→ Prompt
For the records that follow, please set down exactly the lines between the one holding "Where can you spot the stone" and the one holding "Where can you spot the patterned", inclusive, and only those.

→ Provided material
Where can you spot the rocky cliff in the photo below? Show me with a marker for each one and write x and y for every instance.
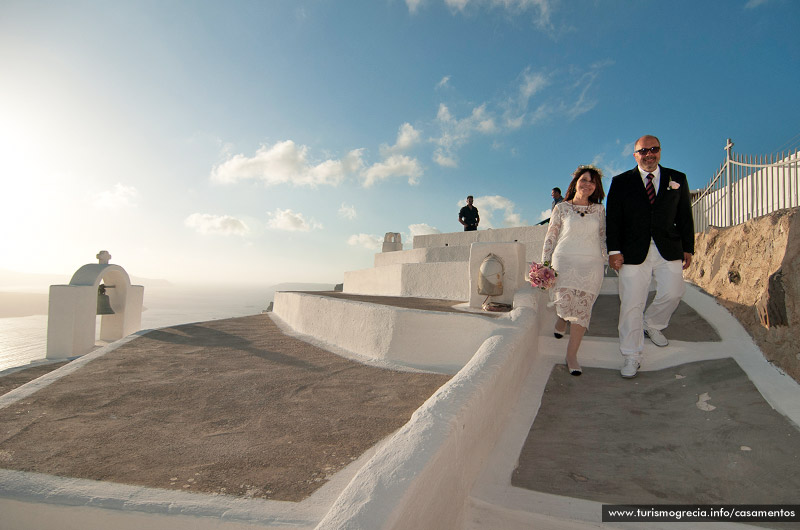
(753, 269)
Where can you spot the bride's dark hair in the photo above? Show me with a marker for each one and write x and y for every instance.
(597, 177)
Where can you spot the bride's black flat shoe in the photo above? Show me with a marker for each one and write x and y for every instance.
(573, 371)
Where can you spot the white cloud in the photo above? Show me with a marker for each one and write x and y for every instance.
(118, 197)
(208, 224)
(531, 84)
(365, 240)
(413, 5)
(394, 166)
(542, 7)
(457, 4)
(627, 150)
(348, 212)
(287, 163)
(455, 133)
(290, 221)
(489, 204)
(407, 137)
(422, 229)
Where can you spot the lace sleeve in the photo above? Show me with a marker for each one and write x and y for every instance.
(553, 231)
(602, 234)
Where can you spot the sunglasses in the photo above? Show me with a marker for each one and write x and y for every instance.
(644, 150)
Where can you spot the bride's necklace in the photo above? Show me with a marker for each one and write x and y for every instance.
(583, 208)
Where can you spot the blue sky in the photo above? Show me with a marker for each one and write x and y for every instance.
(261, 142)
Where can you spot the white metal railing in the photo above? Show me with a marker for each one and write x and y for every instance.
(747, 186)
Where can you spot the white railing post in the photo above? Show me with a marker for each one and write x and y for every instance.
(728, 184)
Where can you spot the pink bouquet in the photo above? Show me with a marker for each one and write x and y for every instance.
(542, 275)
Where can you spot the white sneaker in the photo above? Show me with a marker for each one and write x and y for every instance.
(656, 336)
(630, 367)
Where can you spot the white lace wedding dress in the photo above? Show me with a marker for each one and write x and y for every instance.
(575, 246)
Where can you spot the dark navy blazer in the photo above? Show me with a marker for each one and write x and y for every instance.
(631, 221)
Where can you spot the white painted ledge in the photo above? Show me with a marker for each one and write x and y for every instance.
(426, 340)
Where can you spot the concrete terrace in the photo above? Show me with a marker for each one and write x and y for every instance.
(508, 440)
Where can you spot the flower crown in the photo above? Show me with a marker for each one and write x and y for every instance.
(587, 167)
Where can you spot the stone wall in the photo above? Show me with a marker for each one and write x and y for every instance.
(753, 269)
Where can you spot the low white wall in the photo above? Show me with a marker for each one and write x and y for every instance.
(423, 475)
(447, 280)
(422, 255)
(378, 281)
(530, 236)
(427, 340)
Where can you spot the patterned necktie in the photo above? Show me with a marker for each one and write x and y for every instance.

--

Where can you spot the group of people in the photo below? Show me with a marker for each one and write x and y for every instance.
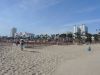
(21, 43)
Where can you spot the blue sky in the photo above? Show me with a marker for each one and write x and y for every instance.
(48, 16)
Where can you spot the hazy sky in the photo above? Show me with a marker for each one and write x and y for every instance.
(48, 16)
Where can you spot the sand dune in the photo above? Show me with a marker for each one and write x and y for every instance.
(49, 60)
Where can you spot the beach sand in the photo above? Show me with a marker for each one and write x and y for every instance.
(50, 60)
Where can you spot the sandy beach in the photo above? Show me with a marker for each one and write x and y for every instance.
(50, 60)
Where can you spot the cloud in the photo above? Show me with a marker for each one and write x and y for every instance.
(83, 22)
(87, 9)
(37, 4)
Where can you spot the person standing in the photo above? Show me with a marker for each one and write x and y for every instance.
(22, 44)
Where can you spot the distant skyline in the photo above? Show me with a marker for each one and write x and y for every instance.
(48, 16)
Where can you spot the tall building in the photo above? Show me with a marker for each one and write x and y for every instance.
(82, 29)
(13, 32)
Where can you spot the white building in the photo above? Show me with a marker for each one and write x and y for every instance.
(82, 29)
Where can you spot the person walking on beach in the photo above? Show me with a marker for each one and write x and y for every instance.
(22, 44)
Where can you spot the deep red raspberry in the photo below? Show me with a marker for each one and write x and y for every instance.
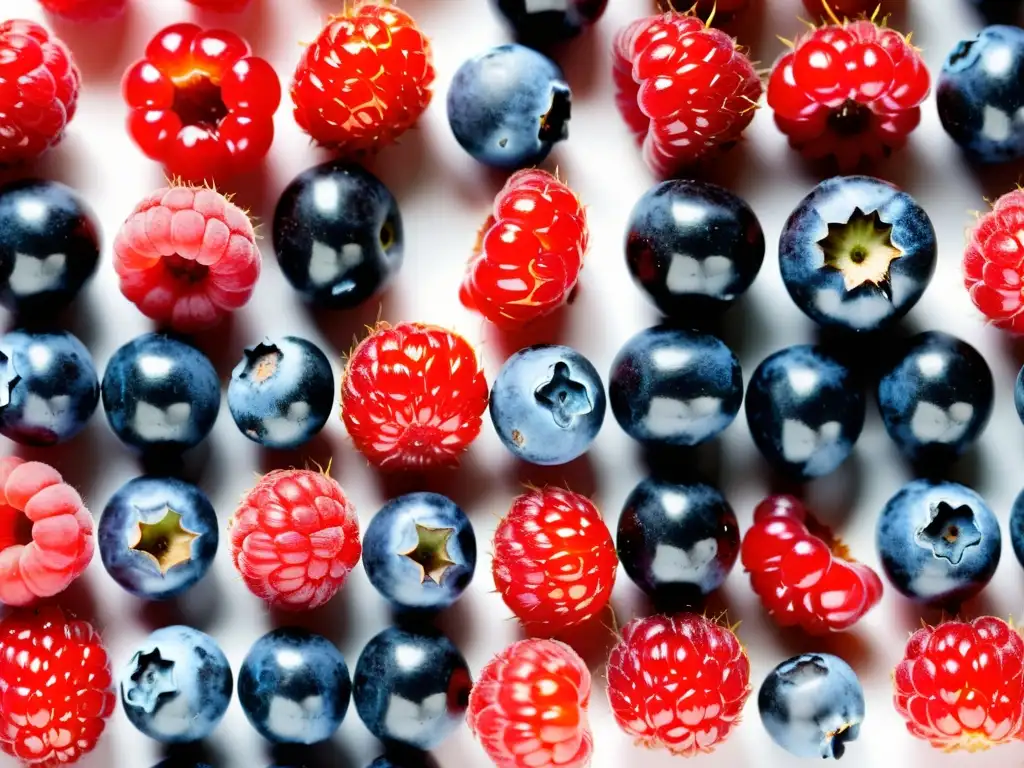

→ Expected answer
Where can you spot the stone wall in the photo above? Show me with a marker for each one and write x and y for every instance.
(753, 269)
Where can you spot the low white wall in the photo above? Show me with a marker for each one and write x and y for every instance.
(423, 475)
(447, 280)
(422, 255)
(378, 281)
(530, 236)
(427, 340)
Where can you spot the patterned necktie in the photo above? Show me with a marker for each one and write x and y for every instance.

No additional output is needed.